[Natural language region descriptions]
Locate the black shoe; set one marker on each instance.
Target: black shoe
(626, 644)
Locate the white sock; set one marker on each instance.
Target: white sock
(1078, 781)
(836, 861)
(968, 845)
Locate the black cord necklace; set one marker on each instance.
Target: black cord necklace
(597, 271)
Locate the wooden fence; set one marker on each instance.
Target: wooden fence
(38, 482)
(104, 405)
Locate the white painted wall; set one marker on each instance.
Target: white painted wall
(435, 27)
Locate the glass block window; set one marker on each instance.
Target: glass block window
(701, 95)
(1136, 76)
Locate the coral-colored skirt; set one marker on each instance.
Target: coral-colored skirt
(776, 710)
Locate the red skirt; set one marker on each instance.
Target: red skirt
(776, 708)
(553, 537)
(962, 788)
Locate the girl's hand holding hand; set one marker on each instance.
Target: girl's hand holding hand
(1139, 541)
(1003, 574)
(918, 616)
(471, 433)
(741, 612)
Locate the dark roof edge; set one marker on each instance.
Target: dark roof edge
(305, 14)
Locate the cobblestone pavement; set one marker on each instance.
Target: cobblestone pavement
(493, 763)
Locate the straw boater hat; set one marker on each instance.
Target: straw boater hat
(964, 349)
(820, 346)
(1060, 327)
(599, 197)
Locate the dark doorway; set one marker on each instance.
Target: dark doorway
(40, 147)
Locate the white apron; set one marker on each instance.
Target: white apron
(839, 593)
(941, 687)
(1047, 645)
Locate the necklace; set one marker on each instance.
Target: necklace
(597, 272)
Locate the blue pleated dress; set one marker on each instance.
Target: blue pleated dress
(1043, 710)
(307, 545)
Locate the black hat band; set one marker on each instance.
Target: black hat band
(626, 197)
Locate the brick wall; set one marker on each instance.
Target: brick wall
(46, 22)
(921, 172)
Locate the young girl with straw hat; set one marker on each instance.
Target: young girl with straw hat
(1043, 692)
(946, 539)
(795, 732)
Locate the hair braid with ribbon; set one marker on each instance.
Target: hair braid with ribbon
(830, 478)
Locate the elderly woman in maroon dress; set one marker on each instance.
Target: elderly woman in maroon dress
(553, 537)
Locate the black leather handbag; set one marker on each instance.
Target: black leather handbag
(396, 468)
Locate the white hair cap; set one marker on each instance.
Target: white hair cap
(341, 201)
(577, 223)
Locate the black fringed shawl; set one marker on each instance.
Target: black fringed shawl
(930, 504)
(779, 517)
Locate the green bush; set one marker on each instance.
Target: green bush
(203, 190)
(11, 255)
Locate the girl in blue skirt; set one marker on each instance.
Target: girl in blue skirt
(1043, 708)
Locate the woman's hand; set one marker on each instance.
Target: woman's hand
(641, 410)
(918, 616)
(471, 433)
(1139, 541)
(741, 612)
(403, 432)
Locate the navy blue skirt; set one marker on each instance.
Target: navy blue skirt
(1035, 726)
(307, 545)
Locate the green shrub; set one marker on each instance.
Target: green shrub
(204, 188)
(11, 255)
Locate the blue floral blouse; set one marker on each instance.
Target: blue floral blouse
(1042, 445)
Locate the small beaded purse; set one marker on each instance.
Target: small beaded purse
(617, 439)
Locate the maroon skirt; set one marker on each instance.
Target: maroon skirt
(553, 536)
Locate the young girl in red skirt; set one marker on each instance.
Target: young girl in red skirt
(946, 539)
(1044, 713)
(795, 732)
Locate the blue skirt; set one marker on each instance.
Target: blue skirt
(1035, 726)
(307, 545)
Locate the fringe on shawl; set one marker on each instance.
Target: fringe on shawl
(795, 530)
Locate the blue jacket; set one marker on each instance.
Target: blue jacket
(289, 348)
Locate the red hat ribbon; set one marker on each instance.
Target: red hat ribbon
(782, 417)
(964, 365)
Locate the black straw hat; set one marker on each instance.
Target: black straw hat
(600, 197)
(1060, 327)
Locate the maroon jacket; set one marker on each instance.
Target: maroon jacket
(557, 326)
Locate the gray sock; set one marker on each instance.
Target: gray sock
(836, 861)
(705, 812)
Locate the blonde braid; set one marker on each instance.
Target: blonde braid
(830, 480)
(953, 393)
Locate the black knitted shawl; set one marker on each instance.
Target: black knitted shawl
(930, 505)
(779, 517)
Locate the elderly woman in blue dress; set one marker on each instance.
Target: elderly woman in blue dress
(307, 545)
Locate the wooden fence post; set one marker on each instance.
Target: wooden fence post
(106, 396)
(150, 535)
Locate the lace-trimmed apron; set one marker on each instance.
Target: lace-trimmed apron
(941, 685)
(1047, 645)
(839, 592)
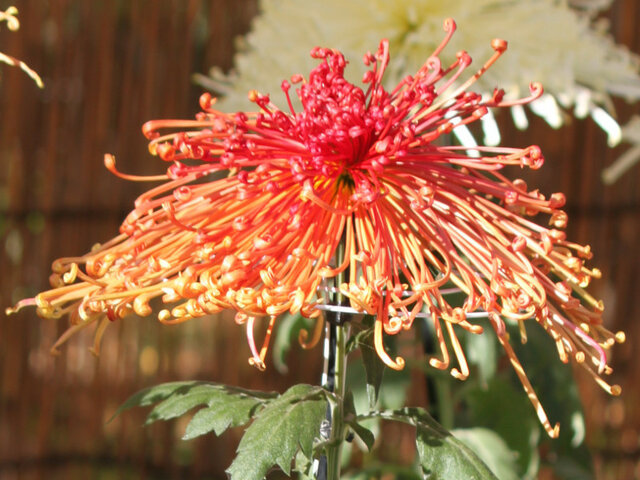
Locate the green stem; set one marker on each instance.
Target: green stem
(334, 449)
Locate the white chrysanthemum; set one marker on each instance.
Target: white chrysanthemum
(9, 16)
(549, 42)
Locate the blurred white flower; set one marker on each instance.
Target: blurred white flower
(555, 42)
(9, 16)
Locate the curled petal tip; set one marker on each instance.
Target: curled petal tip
(449, 25)
(553, 432)
(536, 89)
(259, 364)
(499, 45)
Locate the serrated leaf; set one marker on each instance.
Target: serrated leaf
(226, 406)
(288, 424)
(220, 415)
(492, 449)
(201, 393)
(151, 395)
(441, 455)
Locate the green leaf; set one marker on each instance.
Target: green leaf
(286, 425)
(492, 449)
(441, 455)
(225, 406)
(151, 395)
(222, 413)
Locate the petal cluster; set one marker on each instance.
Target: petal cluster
(255, 206)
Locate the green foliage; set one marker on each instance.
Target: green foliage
(224, 406)
(287, 425)
(441, 455)
(492, 449)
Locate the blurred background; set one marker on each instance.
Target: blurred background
(109, 66)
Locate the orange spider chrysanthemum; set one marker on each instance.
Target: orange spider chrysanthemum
(354, 166)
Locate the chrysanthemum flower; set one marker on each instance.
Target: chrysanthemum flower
(255, 205)
(576, 59)
(9, 16)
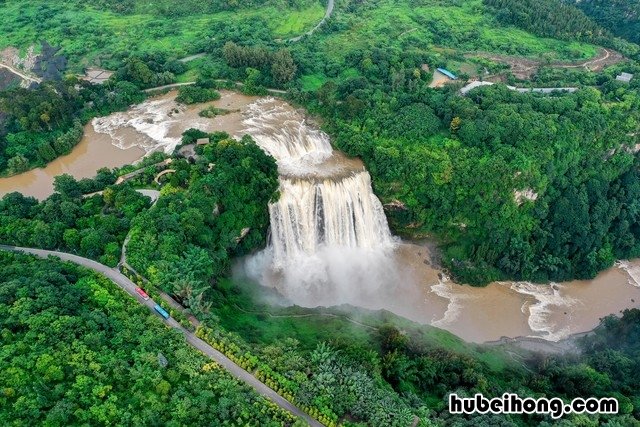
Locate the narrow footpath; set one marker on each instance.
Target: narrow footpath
(129, 287)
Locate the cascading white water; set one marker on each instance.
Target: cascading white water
(330, 242)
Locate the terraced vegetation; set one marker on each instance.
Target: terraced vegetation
(95, 32)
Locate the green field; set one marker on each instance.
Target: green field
(463, 26)
(89, 35)
(92, 36)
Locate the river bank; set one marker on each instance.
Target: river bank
(403, 277)
(126, 137)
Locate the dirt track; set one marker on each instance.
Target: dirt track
(524, 68)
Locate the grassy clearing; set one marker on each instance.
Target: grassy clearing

:: TASK DETAILS ::
When you copy the data above, reproduce each line exactly and skip every image.

:: OUTPUT ::
Locate the black shoe; set one marker on each instance.
Target: black shoe
(626, 644)
Locate the white sock; set one marker on each instance.
Target: white sock
(1078, 781)
(836, 861)
(968, 845)
Locate the black cord necklace; set one marker on each instance.
Target: black cord necklace
(597, 271)
Locate the wooden fence; set one marker on each instance.
Target: wooden fence
(38, 482)
(104, 405)
Locate the white painted wall; set one marker on each instance.
Target: white painted wall
(435, 27)
Locate the glass block window; set one marker on each instance.
Target: glass block window
(701, 95)
(1136, 76)
Locate the coral-colored skirt; set one marker on each instance.
Target: coral-colored skirt
(776, 710)
Locate the red skirt; set one marker on each instance.
Target: red skirt
(776, 708)
(553, 537)
(962, 788)
Locate the girl's hand holding hand; set one marker on each instance.
Target: girl's hand holding hand
(1139, 541)
(1003, 574)
(918, 616)
(471, 433)
(741, 612)
Locate the dark roof edge; set one marker on each instance.
Target: dark roof edge
(305, 14)
Locate the cobblestone pavement; set one marker on each instance.
Target: cobblestone pavement
(493, 763)
Locate the straw boater hat; set one marker on each instance.
Target: straw boater hat
(964, 349)
(820, 346)
(1060, 327)
(599, 197)
Locate the dark doorway; set one marker on each instance.
Target: dark doorway
(40, 147)
Locate the white apron; set one marker on each instance.
Target: white apron
(839, 593)
(941, 687)
(1047, 645)
Locate the necklace; set one marker on each instance.
Target: necklace
(597, 272)
Locate the blue pleated dress; set one marker on each instance.
Target: blue pleated dress
(1043, 710)
(307, 545)
Locate the black hat band; set one marker on each instance.
Target: black hat band
(626, 197)
Locate the brick wall; set one marker on each instance.
Target: brick wall
(46, 22)
(921, 172)
Locate the young girl with straw hat; set one marker on each instance.
Target: young girl with straw hat
(1043, 692)
(946, 539)
(795, 732)
Locate the hair braid with ribbon; set one marker on each instance.
Target: hair braid with ribbon
(830, 478)
Locate the elderly woman in maroon dress; set one marker on each instance.
Target: elderly woman in maroon dress
(553, 537)
Locate the black leather handbag; set one marker on each instance.
Target: black leather handbag
(396, 468)
Locate the white hair cap; set one marker on each instance.
Target: white hair cap
(341, 201)
(577, 223)
Locate the black fringed shawl; set one marker on each instance.
Target: black fringed shawl
(930, 504)
(779, 517)
Locate the green bush; set one marker on each instance.
Target: green bush
(203, 190)
(11, 255)
Locate the girl in blue skirt; set one marker on each instance.
Target: girl in blue skirt
(1043, 708)
Locate the woman's hand; set one marker on each instance.
Target: woman's hand
(641, 410)
(918, 616)
(471, 433)
(1139, 541)
(741, 612)
(403, 432)
Locate the navy blue skirt; set one marker on each instance.
Target: navy blue skirt
(1035, 726)
(307, 545)
Locate the green shrub; set one marker on each instance.
Target: green shrub
(204, 188)
(11, 255)
Locate the blue floral blouse; set one marker on each instance.
Target: blue floral blouse
(1042, 445)
Locate the small beaded purse; set one marker on each instance.
Target: small beaded purse
(617, 439)
Locate the maroon skirt; set one marker on each instance.
Target: maroon skirt
(553, 536)
Locate the young girl in red skirt; set one marker on each instance.
Target: young girl in red skirt
(946, 539)
(1044, 713)
(795, 732)
Locate the blue skirt; set one marker on each instance.
Target: blue skirt
(1035, 726)
(307, 545)
Locate the fringe on shawl; set one marker on each instance.
Target: fringe on shawl
(795, 530)
Locate the blue jacket; set one marker on each instance.
Target: blue jacket
(289, 348)
Locate the red hat ribbon; set one marker on each instance.
Target: red hat ribbon
(782, 417)
(964, 365)
Locate the black straw hat; set one marker on each instance.
Target: black straw hat
(600, 197)
(1060, 327)
Locate the maroon jacket; set one marker on each instance.
Target: maroon jacket
(557, 326)
Locate the gray sock; set one marker on each instance.
Target: gray sock
(836, 861)
(705, 812)
Locate the blonde braid; set one marker on each instance.
Target: blonde braid
(830, 480)
(953, 393)
Locate the black knitted shawl; set one marker on each instance.
Target: black knitted shawl
(930, 505)
(779, 517)
Locate the elderly woman in blue dress; set one marker on each instance.
Target: elderly woman in blue dress
(307, 545)
Locate the wooden fence post; set one marker on each instance.
Target: wooden fence post
(106, 396)
(150, 535)
Locate the lace-trimmed apron; set one marker on each instance.
Target: lace-trimmed apron
(941, 685)
(1047, 645)
(839, 592)
Locate the green stem; set one marker on each instance.
Target: green stem
(334, 449)
Locate the white chrysanthemum; set one marker on each instance.
Target: white chrysanthemum
(9, 16)
(549, 42)
Locate the blurred white flower; set one marker on each instance.
Target: blurred white flower
(555, 42)
(9, 16)
Locate the curled petal tip; set one marker on each instance.
Target: curled petal tip
(449, 25)
(553, 432)
(536, 89)
(259, 364)
(499, 45)
Locate the serrated leaf; set one marker on each instance.
Target: serrated leaf
(226, 406)
(288, 424)
(220, 415)
(492, 449)
(201, 393)
(151, 395)
(441, 455)
Locate the green leaf; set one marker on each instance.
Target: green leaf
(286, 425)
(492, 449)
(441, 455)
(225, 406)
(151, 395)
(222, 413)
Locate the petal cluster; set one marker on each instance.
Target: petal cluster
(255, 206)
Locate the green foliage; set one marker on each instance.
Target: green foliage
(224, 406)
(287, 425)
(441, 455)
(492, 449)
Locate the blurred background; set one marker on each instance.
Target: blurred background
(109, 66)
Locate the orange spider chrysanthemum; set one marker on each instance.
Target: orange spider chrysanthemum
(354, 166)
Locate the chrysanthemum flower; set one marker on each instance.
Target: chrysanthemum flower
(255, 205)
(576, 59)
(9, 16)
Locate the narrow footpath; set one marker on each instance.
Target: narrow footpath
(129, 287)
Locate the cascading white water; set one marker on each instance.
Target: cascading white water
(330, 242)
Locate the terraced vegetation; set one marker on each instance.
Target: terraced vegetation
(95, 32)
Locate the green field; set one marker on each instance.
Target: green field
(463, 26)
(89, 35)
(92, 36)
Locate the river bank; set one marker on each instance.
Target: river bank
(403, 277)
(126, 137)
Locate the dirt track; set one marker on each instance.
Target: dirt track
(524, 68)
Locate the grassy clearing; set one marker on each instance.
Target: grassy clearing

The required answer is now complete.